If we had a parentEntityID field, we could manage that more easily. Interestingly, @DavidFichtmueller used a diagram including this parentEntityID on April 20 (topic)

entityID: PigeonPopulation1
entityType: dwc:Organism
entityAssertionType: dwc:organismQuantity
entityAssertionValue: 13

entityID: Pigeon1
parentEntityID: PigeonPopulation1
entityType: dwc:Organism*
entityAssertionType: dwc:sex
entityAssertionValue: female
entityAssertionType: dwc:lifeStage
entityAssertionValue: adult

entityID: PigeonPopulatoin1_1
parentEntityID: PigeonPopulation1
entityType: dwc:Population
entityAssertionType: dwc:organismQuantity
entityAssertionValue: 6
entityAssertionType: dwc:lifeStage
entityAssertionValue: juvenile

entityID: PigeonPopulatoin1_2
parentEntityID: PigeonPopulation1
entityType: dwc:Population
entityAssertionType: dwc:organismQuantity
entityAssertionValue: 7
entityAssertionType: dwc:lifeStage
entityAssertionValue: adult

entityID: PigeonPopulatoin1_2_1
parentEntityID: PigeonPopulation1_2
entityType: dwc:Population
entityAssertionType: dwc:organismQuantity
entityAssertionValue: 2
entityAssertionType: dwc:sex
entityAssertionValue: male

entityID: PigeonPopulatoin1_2_2
parentEntityID: PigeonPopulation1_2
entityType: dwc:Population
entityAssertionType: dwc:organismQuantity
entityAssertionValue: 3
entityAssertionType: dwc:sex
entityAssertionValue: female

This way would also be technically more easy to keep the original large observation: the flock of 13 individuals (i.e. no parentEntityID), and allows to clean the entityRelation table from the least relevant information.

• Records for the exercise:
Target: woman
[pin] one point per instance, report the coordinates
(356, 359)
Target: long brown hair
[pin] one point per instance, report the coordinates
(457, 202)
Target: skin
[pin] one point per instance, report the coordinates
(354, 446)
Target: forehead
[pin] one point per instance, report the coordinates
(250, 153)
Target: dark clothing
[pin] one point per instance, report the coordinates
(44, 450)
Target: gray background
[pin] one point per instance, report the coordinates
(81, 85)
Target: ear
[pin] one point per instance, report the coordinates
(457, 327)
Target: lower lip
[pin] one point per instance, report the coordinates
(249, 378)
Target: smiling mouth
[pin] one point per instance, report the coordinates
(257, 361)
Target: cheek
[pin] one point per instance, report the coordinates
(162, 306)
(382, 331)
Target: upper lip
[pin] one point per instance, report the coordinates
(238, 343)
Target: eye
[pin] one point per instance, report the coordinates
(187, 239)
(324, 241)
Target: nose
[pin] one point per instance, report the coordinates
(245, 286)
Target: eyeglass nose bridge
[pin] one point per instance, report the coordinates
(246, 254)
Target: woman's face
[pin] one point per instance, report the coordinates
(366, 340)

• Set of tasks:
1 – Arrange the rows as a Markdown table with the columns Number and Line, starting at the line containing "Target: nose" and running through the last line of the rows, with blank lines left out.
2 – Pick up the pigeon population thread from the point where it stops and continue it.
The pigeon population thread and the rows are unrelated to each other.

• Expected results:
1 –
| Number | Line |
|---|---|
| 1 | Target: nose |
| 2 | [pin] one point per instance, report the coordinates |
| 3 | (245, 286) |
| 4 | Target: eyeglass nose bridge |
| 5 | [pin] one point per instance, report the coordinates |
| 6 | (246, 254) |
| 7 | Target: woman's face |
| 8 | [pin] one point per instance, report the coordinates |
| 9 | (366, 340) |

2 –
The addition of “minimal” could be handle as a estimated value (discussion):
assertionID: x
parentassertionID: cf assertion ID of the “organismQuantity: 2 individuals”
assertionType: minimal
assertionValueNumeric: 2
assertionUnit: individuals

Wouldn’t that be a nice improvement, and perfectly in line with the parentEventID, parentAssertionID, parentTaxonID, and every dependsOn elements ?